TASK A
Answer these questions about the essay on the parson, marking each answer (i), (ii), (iii) on its own line.
(i) According to the essay, what did the title "parson" mean?
(ii) With which three professionals did the parson rank in eminence?
(iii) Where do ministers run off to whenever their conscience bothers them?
TASK B
Present the rows from the line that contains "50, row 14." to the line that contains "column 69, row 34", both included, as a Markdown table with the columns Index and Entry, leaving out blank lines.

And Preach As You Go!

Floyd Doud Shafer

Christianity Today, March 27, 1961

There was a time, about three generations ago, when the minister was known as the parson. Parson, in those days, was not a nickname, but an honorific title, and it meant The Person. More often than not the parson was the best educated man in the community and he ranked with the physician and the pedagogue, and the lawyer in eminence. But our time has seen a complete switch in this situation. The minister is no longer a parson. The advent of a highly educated public has put the minister close to the bottom of the listings in educated persons. Our reaction to this turn of events should have been a determined and disciplined effort to regain and maintain superior excellence in the things which pertain to God. Instead, the clergy retreated in mad scramble behind the breastworks of administrative detail, ecclesiastical trivia, and community vagrancy. Whenever our conscience bothered us, we simply ran off to another meeting to make arrangements for succeeding meetings to flee to. We are no longer parsons, now we are "good Joes" and in place of providing the Church with her needed "Scholar teachers" who are equipped to bring God and man together in reasoned relation, we no find ourselves among those who need to be reached by the "Scholar Teacher" and wise men of God. What is the resolution of this ridiculous farce?

Source records
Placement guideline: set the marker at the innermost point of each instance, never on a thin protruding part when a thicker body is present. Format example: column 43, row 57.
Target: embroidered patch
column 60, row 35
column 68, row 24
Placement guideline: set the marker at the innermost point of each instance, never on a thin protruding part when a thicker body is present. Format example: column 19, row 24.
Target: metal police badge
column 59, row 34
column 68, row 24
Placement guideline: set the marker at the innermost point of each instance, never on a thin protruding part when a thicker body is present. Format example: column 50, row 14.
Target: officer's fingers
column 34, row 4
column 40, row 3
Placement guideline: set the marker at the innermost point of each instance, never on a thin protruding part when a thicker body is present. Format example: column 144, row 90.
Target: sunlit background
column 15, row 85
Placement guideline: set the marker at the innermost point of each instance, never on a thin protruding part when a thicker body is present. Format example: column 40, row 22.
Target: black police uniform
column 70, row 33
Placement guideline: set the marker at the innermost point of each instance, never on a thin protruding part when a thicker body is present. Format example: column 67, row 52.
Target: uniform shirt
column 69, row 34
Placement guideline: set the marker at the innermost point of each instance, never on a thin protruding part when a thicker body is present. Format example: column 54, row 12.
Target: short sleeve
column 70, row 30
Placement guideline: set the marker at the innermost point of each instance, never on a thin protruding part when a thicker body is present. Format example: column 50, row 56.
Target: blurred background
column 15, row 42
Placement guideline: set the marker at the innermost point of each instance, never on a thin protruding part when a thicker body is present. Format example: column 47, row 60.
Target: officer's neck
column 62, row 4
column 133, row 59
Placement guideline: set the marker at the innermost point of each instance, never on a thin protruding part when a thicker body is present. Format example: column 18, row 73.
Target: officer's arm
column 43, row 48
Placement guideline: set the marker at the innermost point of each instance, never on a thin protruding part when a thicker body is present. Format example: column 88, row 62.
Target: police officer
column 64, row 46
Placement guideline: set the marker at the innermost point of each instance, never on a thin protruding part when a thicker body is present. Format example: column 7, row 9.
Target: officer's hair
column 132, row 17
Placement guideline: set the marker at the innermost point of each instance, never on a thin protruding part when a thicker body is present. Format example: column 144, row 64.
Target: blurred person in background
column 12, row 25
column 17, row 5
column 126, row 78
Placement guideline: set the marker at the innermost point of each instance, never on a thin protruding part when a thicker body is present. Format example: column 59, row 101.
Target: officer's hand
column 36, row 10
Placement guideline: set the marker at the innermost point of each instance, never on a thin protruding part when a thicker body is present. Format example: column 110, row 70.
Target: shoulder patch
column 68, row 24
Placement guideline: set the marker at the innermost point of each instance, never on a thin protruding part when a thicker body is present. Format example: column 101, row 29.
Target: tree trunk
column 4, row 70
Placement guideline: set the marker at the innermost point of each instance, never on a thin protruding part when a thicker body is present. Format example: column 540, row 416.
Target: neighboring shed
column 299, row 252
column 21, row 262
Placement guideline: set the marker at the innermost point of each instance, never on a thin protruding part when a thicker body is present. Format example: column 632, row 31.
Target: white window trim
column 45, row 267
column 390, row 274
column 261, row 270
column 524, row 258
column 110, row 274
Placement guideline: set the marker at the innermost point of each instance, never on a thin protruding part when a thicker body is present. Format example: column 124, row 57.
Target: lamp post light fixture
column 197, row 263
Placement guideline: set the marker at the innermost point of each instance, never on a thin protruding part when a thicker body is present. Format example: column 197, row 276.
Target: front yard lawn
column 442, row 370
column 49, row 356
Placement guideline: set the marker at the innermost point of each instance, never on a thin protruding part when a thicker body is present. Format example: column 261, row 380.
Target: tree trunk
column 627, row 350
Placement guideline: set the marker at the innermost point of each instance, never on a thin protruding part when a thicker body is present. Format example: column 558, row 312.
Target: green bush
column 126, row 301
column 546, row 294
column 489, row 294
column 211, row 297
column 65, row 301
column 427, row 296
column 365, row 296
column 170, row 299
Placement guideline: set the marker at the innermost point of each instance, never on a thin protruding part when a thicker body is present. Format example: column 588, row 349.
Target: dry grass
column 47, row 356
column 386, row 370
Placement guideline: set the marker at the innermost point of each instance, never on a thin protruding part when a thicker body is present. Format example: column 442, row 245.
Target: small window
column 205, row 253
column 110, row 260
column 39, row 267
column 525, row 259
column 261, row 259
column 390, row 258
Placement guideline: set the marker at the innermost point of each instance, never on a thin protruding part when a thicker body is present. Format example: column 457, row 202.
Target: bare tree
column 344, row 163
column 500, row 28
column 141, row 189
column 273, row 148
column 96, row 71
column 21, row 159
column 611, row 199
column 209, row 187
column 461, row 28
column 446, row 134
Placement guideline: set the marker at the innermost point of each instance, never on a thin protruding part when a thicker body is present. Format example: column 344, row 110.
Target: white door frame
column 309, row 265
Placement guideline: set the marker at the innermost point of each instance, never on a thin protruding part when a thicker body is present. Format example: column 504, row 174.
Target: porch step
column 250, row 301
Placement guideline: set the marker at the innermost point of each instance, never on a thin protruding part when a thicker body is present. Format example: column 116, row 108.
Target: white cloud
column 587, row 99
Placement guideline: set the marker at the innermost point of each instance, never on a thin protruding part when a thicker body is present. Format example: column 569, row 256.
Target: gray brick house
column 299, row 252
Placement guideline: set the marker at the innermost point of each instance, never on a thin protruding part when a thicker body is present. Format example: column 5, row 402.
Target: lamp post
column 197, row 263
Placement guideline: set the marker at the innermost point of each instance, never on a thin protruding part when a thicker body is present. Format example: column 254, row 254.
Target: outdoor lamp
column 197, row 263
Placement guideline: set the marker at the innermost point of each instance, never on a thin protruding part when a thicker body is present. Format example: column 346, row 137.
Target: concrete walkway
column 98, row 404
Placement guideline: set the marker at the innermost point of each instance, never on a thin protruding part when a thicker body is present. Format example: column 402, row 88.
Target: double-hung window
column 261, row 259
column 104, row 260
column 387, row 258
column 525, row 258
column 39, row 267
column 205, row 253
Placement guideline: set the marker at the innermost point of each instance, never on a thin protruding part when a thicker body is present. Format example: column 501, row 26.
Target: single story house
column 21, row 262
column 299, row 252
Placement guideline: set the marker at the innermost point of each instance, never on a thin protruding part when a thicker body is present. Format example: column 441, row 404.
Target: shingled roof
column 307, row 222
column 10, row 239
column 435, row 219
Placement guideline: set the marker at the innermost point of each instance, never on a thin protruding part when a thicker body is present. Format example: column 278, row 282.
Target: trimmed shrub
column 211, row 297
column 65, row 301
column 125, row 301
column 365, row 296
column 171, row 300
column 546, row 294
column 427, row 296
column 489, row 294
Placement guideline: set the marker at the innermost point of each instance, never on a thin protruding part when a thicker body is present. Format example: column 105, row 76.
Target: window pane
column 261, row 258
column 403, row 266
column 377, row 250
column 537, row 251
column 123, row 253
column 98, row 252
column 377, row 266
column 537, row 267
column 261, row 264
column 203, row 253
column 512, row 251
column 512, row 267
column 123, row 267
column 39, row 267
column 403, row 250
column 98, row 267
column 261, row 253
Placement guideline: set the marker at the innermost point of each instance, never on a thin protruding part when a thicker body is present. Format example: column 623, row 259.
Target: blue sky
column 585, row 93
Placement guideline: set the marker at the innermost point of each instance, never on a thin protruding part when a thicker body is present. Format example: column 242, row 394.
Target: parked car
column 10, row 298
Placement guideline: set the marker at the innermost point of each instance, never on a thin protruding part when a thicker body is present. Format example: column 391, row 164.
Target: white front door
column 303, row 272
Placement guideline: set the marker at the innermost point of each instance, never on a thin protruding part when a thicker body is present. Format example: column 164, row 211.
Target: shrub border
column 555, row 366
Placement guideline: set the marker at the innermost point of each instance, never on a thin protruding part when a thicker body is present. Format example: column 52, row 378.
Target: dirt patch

PROBLEM SOLUTION A
(i) The Person
(ii) The physician, the pedagogue, and the lawyer
(iii) To another meeting, to make arrangements for succeeding meetings

PROBLEM SOLUTION B
| Index | Entry |
|---|---|
| 1 | Placement guideline: set the marker at the innermost point of each instance, never on a thin protruding part when a thicker body is present. Format example: column 50, row 14. |
| 2 | Target: officer's fingers |
| 3 | column 34, row 4 |
| 4 | column 40, row 3 |
| 5 | Placement guideline: set the marker at the innermost point of each instance, never on a thin protruding part when a thicker body is present. Format example: column 144, row 90. |
| 6 | Target: sunlit background |
| 7 | column 15, row 85 |
| 8 | Placement guideline: set the marker at the innermost point of each instance, never on a thin protruding part when a thicker body is present. Format example: column 40, row 22. |
| 9 | Target: black police uniform |
| 10 | column 70, row 33 |
| 11 | Placement guideline: set the marker at the innermost point of each instance, never on a thin protruding part when a thicker body is present. Format example: column 67, row 52. |
| 12 | Target: uniform shirt |
| 13 | column 69, row 34 |